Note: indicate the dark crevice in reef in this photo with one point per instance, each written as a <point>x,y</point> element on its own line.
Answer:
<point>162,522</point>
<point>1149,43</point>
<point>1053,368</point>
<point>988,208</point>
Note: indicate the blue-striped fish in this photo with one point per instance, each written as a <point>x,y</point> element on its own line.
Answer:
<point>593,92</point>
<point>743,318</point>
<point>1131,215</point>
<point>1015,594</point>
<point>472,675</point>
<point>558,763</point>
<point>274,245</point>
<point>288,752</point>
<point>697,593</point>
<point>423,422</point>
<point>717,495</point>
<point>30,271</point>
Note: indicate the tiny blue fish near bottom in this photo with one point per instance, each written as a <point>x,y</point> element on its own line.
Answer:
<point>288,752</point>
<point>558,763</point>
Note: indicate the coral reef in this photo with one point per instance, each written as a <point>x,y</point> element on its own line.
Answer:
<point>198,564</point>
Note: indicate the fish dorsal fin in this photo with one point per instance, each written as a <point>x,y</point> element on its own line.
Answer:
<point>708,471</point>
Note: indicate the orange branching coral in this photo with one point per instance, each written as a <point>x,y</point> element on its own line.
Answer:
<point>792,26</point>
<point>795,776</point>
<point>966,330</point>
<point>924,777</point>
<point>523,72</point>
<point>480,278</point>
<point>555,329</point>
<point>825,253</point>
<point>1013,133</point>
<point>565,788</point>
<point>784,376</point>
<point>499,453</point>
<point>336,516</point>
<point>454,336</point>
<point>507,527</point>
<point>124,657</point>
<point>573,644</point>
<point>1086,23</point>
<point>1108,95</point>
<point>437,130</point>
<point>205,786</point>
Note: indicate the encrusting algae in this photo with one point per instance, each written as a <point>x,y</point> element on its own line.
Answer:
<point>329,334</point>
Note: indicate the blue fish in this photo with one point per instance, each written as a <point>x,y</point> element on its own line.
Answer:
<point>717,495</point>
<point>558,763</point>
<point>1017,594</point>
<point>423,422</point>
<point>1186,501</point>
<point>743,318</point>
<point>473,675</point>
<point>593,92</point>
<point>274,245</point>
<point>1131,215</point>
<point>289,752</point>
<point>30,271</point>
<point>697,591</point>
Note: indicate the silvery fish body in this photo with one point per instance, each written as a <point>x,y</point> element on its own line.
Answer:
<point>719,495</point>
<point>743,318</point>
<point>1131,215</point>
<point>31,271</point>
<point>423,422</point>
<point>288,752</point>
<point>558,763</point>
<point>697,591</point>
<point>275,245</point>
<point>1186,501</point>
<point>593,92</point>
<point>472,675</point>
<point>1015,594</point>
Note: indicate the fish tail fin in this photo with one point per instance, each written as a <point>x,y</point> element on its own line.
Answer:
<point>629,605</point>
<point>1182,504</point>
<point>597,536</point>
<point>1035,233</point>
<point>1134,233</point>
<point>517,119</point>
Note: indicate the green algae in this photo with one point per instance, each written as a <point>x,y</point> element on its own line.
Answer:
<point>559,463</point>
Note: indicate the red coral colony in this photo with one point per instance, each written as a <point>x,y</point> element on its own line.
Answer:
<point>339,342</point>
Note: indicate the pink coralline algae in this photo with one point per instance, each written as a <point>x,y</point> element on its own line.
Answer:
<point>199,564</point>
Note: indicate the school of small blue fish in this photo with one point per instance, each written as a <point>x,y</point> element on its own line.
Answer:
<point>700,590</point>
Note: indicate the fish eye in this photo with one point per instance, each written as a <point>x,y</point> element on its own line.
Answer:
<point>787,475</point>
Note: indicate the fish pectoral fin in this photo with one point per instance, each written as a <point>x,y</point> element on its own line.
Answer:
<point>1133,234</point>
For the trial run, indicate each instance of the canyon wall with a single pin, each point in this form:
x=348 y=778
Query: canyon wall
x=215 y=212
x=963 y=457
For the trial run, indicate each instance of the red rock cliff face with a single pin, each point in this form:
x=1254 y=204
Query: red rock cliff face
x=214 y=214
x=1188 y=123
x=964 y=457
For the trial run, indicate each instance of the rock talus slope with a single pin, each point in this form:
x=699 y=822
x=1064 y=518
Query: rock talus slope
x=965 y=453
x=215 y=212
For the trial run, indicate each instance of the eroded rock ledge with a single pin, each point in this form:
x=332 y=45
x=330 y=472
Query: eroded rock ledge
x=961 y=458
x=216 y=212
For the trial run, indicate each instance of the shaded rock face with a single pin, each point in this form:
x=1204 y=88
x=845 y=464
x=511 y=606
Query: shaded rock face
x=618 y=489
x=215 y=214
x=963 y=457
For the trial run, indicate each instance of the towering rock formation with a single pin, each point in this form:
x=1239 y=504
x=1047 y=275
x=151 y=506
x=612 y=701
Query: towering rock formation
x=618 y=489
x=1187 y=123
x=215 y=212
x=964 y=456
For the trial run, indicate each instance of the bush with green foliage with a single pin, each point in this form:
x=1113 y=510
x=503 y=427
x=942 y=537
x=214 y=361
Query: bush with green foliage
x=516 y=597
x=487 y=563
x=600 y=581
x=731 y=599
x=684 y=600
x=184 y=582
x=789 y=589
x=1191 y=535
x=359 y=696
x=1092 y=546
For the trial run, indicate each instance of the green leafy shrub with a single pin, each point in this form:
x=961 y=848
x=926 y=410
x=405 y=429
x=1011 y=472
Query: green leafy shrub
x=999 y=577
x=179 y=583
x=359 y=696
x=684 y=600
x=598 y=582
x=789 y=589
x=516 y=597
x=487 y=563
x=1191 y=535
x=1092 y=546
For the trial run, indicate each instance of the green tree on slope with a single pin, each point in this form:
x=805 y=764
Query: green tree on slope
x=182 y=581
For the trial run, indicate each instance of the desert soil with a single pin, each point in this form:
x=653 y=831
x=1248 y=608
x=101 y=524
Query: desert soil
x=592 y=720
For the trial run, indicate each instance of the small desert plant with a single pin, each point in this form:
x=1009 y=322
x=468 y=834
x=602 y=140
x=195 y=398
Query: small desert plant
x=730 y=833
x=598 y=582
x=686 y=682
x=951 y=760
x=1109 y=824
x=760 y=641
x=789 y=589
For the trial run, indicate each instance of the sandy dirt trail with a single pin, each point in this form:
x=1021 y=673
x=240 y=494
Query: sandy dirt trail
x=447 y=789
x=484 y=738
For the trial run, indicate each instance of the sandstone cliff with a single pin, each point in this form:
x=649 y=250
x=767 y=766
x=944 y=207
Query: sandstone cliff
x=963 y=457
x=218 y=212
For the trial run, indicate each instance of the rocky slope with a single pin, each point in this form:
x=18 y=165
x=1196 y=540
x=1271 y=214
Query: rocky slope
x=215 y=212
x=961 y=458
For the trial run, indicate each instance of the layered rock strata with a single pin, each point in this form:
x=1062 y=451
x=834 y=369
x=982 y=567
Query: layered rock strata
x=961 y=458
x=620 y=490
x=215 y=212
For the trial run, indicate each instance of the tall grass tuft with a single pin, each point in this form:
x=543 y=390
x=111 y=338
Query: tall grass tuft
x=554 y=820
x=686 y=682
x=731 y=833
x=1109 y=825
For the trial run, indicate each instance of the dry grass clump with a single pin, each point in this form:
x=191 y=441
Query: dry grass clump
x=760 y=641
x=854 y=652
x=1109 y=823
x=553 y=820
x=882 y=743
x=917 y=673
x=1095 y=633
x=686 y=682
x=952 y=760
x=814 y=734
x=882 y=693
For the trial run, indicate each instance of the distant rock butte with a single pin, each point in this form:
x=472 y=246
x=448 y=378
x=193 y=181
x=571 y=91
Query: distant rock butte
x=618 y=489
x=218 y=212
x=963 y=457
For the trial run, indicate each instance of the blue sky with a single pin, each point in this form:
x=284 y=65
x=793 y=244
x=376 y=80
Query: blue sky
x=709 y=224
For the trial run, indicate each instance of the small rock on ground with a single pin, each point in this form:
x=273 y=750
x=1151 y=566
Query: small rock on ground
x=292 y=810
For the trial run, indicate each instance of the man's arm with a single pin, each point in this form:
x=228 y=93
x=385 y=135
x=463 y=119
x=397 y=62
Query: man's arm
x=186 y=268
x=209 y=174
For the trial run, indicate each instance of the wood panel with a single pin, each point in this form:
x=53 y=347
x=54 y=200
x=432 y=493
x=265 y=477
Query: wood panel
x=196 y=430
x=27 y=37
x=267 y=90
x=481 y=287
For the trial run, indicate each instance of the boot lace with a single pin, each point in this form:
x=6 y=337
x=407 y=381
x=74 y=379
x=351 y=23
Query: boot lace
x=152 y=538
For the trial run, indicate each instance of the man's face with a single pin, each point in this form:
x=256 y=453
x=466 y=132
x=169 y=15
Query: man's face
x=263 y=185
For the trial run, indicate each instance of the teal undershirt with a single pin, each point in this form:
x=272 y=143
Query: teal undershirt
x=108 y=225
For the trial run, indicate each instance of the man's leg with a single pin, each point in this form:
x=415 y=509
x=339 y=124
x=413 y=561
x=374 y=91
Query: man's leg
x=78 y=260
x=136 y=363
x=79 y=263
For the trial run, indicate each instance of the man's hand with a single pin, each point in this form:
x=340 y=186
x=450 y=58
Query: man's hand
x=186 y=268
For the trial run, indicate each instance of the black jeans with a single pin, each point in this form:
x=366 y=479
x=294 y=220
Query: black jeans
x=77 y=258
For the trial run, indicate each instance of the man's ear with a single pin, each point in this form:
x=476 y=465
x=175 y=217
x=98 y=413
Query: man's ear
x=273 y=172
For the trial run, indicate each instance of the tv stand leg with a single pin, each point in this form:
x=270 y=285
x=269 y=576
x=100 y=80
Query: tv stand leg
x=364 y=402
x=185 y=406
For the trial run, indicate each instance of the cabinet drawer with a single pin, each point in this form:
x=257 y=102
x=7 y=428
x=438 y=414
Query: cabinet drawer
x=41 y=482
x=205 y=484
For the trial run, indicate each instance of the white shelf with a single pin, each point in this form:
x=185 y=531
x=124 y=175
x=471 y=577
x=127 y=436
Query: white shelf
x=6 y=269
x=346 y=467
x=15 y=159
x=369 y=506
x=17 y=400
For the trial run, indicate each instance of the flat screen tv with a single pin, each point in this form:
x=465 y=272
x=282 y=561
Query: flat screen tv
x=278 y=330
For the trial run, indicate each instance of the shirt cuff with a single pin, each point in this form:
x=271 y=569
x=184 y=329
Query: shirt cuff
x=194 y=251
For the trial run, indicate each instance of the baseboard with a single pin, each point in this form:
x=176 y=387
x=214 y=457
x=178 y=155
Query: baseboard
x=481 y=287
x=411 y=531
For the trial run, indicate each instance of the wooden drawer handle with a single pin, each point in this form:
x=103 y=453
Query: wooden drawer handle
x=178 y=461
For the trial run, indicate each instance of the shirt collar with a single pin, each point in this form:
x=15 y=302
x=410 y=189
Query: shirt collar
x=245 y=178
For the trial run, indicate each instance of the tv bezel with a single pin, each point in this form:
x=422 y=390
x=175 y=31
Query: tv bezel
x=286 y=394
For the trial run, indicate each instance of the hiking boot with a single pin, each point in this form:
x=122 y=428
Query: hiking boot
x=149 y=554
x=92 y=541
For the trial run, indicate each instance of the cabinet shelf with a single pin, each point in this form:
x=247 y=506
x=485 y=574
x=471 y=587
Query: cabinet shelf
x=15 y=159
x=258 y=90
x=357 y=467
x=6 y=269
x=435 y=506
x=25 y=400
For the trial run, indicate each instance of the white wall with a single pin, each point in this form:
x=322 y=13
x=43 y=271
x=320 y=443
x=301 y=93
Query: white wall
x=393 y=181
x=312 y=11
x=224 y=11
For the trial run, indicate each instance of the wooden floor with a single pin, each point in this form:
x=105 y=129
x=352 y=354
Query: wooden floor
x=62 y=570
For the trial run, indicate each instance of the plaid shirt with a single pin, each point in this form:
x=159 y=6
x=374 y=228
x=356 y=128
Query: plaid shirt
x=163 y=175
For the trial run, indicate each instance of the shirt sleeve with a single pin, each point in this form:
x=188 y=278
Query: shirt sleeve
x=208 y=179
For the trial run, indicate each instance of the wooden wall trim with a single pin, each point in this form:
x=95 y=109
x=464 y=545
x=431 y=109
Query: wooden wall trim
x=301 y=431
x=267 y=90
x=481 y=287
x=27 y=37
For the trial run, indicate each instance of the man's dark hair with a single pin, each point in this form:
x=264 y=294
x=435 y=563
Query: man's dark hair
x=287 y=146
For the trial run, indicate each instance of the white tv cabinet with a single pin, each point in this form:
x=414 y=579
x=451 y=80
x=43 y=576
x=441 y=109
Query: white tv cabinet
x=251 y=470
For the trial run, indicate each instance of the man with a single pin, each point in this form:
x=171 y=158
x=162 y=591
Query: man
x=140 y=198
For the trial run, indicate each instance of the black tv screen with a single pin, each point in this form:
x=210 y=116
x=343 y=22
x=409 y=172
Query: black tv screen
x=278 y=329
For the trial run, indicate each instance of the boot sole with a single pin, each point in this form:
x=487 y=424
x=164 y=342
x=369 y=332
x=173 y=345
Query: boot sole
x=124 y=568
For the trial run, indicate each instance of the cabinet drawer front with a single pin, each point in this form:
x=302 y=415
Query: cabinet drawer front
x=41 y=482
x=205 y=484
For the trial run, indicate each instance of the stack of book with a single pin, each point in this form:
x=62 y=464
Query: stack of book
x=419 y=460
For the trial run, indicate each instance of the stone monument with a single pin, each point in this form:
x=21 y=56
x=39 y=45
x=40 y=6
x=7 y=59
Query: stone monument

What is being asked:
Reproduce everything from the line containing "For the trial run, indicate each instance of the stack" down to the last line of the entries, keeping each line unchanged.

Response to this exercise:
For the trial run, indicate each instance of the stack of book with a single pin, each point in this form:
x=62 y=464
Query: stack of book
x=419 y=460
For the trial run, indicate each instance of the stone monument with a single pin, each point in this form:
x=21 y=56
x=39 y=45
x=40 y=6
x=7 y=59
Query: stone monument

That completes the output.